Dataset excerpt
— START —
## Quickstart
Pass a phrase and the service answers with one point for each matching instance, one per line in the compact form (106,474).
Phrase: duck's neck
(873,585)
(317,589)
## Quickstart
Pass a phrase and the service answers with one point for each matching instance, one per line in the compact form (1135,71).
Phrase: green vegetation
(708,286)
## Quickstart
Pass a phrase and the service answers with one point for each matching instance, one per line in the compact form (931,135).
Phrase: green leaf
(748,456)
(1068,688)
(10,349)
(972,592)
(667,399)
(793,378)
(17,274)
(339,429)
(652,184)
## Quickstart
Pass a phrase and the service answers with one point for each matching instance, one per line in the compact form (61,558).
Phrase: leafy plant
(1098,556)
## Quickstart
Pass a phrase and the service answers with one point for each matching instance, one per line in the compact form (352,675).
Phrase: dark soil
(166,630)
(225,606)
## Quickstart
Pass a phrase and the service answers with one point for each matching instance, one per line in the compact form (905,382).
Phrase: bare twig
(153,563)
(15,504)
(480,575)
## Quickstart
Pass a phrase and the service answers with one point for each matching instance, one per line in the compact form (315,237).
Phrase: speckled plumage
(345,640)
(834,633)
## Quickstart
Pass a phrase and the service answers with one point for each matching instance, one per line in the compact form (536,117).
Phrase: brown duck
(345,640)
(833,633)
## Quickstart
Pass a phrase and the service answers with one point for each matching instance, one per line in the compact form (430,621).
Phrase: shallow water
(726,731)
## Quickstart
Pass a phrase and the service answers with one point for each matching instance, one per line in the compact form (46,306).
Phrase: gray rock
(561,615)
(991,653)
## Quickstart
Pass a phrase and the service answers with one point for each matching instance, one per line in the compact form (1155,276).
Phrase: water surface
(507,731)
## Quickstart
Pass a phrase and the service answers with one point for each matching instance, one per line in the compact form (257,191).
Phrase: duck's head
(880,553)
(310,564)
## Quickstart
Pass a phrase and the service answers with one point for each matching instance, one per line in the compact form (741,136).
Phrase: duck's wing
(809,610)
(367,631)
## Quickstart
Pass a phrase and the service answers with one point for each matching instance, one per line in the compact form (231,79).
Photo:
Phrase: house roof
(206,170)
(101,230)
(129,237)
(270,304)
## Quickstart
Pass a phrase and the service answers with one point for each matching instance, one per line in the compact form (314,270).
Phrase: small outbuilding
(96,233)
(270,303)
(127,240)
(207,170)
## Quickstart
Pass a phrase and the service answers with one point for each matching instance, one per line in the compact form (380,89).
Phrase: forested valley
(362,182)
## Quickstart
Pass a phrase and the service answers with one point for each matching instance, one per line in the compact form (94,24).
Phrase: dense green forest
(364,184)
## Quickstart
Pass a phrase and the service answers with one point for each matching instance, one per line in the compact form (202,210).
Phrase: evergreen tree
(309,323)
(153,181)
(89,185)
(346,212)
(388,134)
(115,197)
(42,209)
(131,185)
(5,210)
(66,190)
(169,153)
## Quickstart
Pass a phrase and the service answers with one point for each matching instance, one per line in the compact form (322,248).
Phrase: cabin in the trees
— END —
*WHAT THE EXERCISE ASKS*
Please restate the whole listing word for word.

*COMPLETE ANSWER*
## Quickstart
Pass a phrase and the service answers with one point for each matching instance, one per line in the compact form (106,474).
Phrase: duck's neck
(873,585)
(317,589)
## Quickstart
Pass a phrase and the service answers with one point for each matching instance, one per line in the compact form (1135,71).
Phrase: green vegetation
(708,286)
## Quickstart
Pass a phrase and the service answers with one point for each matching instance, one per line in the compact form (931,135).
Phrase: green leaf
(748,456)
(1068,688)
(10,349)
(972,592)
(667,399)
(793,378)
(17,274)
(339,429)
(652,184)
## Quickstart
Pass a phrase and the service answers with one point for each matching instance, one per line in the compact form (61,558).
Phrase: leafy plant
(1098,556)
## Quickstart
Pass a phrase and the service answers with one point for each matching instance, one per line in the compact form (352,675).
Phrase: dark soil
(166,630)
(225,606)
## Quickstart
Pass a phrase and the service answers with one point for each matching instance, one per line in the compact form (905,382).
Phrase: bare twig
(153,563)
(15,504)
(480,575)
## Quickstart
Pass a phrase and the service answers with one point for each matching instance, one per line in the compact form (315,237).
Phrase: speckled plumage
(345,640)
(834,633)
## Quickstart
Pass a phrase and the service answers with one point for each matching instance, one per line in the compact form (536,117).
Phrase: brown duck
(345,640)
(833,633)
## Quickstart
Pass a phrase and the service answers with one point for each matching instance, one per line in the compact form (430,621).
Phrase: shallow water
(726,731)
## Quickstart
Pass a phrase and the service answers with one point for each matching instance, one per line in the compact form (46,306).
Phrase: gray rock
(561,615)
(991,653)
## Quickstart
Pass a phrase and the service answers with one point for each matching instance, one per line in the compact form (1155,276).
Phrase: water surface
(507,731)
## Quickstart
Pass a phrase and the service answers with one point for each matching instance, one per line in the compact form (257,191).
Phrase: duck's head
(880,553)
(310,564)
## Quickstart
Pass a phrase and the service answers with one point for each matching instance, one per line in the compact form (741,136).
Phrase: duck's wing
(809,610)
(367,631)
## Quickstart
Pass a phrase and the service answers with one point for each matching instance, one per line in the compact form (231,79).
Photo:
Phrase: house roof
(206,170)
(101,230)
(129,237)
(270,304)
## Quickstart
Pass a phrase and the service answers with one point for each matching instance, one per line in the compact form (314,270).
Phrase: small outbuilding
(96,233)
(270,303)
(127,240)
(207,170)
## Quickstart
Pass a phrase and the service answers with one point for each matching instance, one per line in the compact form (380,89).
Phrase: forested valley
(362,182)
## Quickstart
Pass a phrase and the service answers with one point for each matching instance, one per line in the compact form (94,24).
Phrase: dense green forest
(364,184)
## Quickstart
Pass a phrase and the service answers with one point for each matching instance, one per line in the compact form (202,210).
Phrase: evergreen tree
(309,323)
(153,181)
(89,185)
(346,212)
(388,134)
(115,197)
(42,209)
(131,185)
(5,210)
(66,190)
(169,153)
## Quickstart
Pass a phrase and the service answers with one point for each matching instance, one per line in the compact form (322,248).
Phrase: cabin in the trees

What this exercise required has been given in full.